This research will therefore focus on identifying the structure of arthropod communities in Kentucky forest ecosystems. Particular attention will be given to identifying the role of diversity, non-prey food availability and pest species on the foraging dynamics of arthropod predators. The structure of above and belowground food webs in forest ecosystems will be identified, with a view to establishing a framework for food web function and the capacity to respond to changing pest control needs within such systems.
This ability to respond requires a fundamental knowledge of existing food web structure, something that has been quantitatively examined only occasionally. This project will exploit natural spatial and temporal differences in prey communities within Kentucky forests, and will merge organismal and molecular approaches. This study will yield results of immediate relevance to pest management in forest ecosystems, focusing on pests of critical importance in Kentucky, while simultaneously fostering a fundamental understanding of how predator foraging behavior impacts pest suppression.
2011 Project Description
This McIntire-Stennis project, which started in October 2010, has made significant progress towards establishing research projects that examine the primary goals that are to be addressed. Through the recruitment of a graduate student who is working towards addressing these goals, the following projects have been established and are ongoing.
1. Examination of foraging activity of generalist predators (spiders are being used as the model predator in this system because they are numerically dominant and potentially exhibit seasonal variations in foraging behavior in relation to prey availability). Collections have commenced, and will be undertaken over 24 consecutive months, to reveal specific mechanisms of foraging as resource availability changes with shifting patterns of weather. Research sites have been established in Berea Forest, KY, and collections started to examine whether (i) they exhibit foraging activity that is dependent upon prey density throughout the season and (ii) quantify whether they resort to intra-guild predation during prey scarcity. Pitfall trapping is ongoing to mass collect predators and examine, through molecular gut-content analysis, feeding behavior. (iii) No-choice feeding trials will also be undertaken to examine how low-temperatures impact prey choice and selection in generalist predators. This aspect of the project therefore addresses primary objective (1): characterize the structure of above and below ground food webs in forest ecosystems, by delineating foraging decisions of generalist predators under open-field conditions of naturally fluctuating prey densities.
2. Food quality experiments have also commenced to quantify the nutritive quality of prey to generalist predators. These will be undertaken to examine (i) how prey nutrition affects predator fitness and (ii) how prey nutritive quality affects feeding decisions in forest-floor spiders. The graduate student will, in 2012, disseminate these results widely by presenting results at regional and national conferences.
The primary aspect of this research is to relate what predators are actually eating to the spectrum of prey available to them. This is of fundamental importance in food web ecology and pest management, in that a changing pattern of foraging under open field conditions can have a profound impact on the structure and function of terrestrial ecosystems. Delineating how and, crucially, why predators shift foraging activity in relation to resource availability can help further advance our understanding of the role of generalist predators in biological control.
Undertaking the research over a 24 month cycle encompasses all life stages of predators and prey, thereby seeks to understand how dominant invertebrate predators are sustained through periods of food shortage and adverse weather conditions. Quantifying winter foraging in predators is crucial for fully understanding aspects of population growth given the high mortality experienced during these months. Mitigating the effect of winter mortality, through habitat management, could provide a framework for natural population enhancement that could provide valuable benefits in pest management.

_EXERCISE DATA:_

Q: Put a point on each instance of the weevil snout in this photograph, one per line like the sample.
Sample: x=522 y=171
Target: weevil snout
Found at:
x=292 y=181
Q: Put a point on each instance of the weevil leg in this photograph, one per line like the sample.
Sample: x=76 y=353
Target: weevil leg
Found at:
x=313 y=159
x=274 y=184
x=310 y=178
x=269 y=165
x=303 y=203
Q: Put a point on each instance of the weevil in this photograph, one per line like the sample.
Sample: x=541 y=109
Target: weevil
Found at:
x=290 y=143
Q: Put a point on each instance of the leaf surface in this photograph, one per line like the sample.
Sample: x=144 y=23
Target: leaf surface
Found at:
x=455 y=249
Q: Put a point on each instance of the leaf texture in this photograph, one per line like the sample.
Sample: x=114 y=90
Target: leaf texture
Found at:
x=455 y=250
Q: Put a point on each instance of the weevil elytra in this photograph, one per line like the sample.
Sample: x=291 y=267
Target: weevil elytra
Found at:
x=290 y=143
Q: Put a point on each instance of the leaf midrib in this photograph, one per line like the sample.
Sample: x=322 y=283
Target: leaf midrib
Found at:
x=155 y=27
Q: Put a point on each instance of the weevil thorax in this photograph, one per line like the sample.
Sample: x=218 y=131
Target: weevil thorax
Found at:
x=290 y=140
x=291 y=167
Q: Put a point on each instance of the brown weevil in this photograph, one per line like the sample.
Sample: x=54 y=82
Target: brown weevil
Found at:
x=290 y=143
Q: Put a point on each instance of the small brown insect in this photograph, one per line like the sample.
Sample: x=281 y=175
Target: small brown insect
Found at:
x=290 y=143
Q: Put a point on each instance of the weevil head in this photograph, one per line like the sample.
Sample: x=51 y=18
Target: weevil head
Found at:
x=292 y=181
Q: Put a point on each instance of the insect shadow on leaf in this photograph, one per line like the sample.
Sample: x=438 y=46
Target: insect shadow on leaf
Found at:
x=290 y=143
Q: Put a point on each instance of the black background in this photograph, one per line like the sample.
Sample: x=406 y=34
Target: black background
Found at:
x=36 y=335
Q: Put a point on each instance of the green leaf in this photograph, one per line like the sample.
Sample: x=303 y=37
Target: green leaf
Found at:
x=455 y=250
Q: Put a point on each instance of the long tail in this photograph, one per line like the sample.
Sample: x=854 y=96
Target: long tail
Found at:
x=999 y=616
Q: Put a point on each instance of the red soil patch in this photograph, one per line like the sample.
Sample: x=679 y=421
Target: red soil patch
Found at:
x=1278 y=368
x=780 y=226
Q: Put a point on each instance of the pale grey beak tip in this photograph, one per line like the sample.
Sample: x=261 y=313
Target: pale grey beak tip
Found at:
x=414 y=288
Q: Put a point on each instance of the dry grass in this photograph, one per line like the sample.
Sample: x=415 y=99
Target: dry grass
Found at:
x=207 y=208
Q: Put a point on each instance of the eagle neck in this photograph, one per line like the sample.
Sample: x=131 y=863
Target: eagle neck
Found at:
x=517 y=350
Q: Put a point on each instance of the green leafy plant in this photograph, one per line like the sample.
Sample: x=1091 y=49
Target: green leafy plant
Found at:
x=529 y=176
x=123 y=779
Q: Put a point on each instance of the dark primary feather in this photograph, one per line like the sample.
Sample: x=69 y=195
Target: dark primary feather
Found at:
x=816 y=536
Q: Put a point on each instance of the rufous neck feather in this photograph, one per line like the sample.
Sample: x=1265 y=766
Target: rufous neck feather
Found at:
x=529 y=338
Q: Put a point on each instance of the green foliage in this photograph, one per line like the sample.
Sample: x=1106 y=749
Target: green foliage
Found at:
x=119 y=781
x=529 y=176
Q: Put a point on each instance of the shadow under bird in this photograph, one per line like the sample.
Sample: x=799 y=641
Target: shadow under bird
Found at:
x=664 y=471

_TASK REQUIREMENTS:_
1. From the forest arthropod project text, copy the passage that begins at the words "Undertaking the research" and stops after the words "in pest management.".
2. According to the forest arthropod project text, where have the research sites been established?
3. Do these statements agree with the forest arthropod project text? Answer yes or no for each, quoting the words of the text that decide it.
(a) The project started in October 2010.
(b) Spiders serve as the model predator because they are rare in the system.
(c) The graduate student will present results at conferences in 2011.

_RESPONSES BY TASK:_
1.
Undertaking the research over a 24 month cycle encompasses all life stages of predators and prey, thereby seeks to understand how dominant invertebrate predators are sustained through periods of food shortage and adverse weather conditions. Quantifying winter foraging in predators is crucial for fully understanding aspects of population growth given the high mortality experienced during these months. Mitigating the effect of winter mortality, through habitat management, could provide a framework for natural population enhancement that could provide valuable benefits in pest management.

2. Berea Forest, KY.

3.
(a) Yes: "This McIntire-Stennis project, which started in October 2010"
(b) No: "spiders are being used as the model predator in this system because they are numerically dominant"
(c) No: "The graduate student will, in 2012, disseminate these results widely by presenting results at regional and national conferences."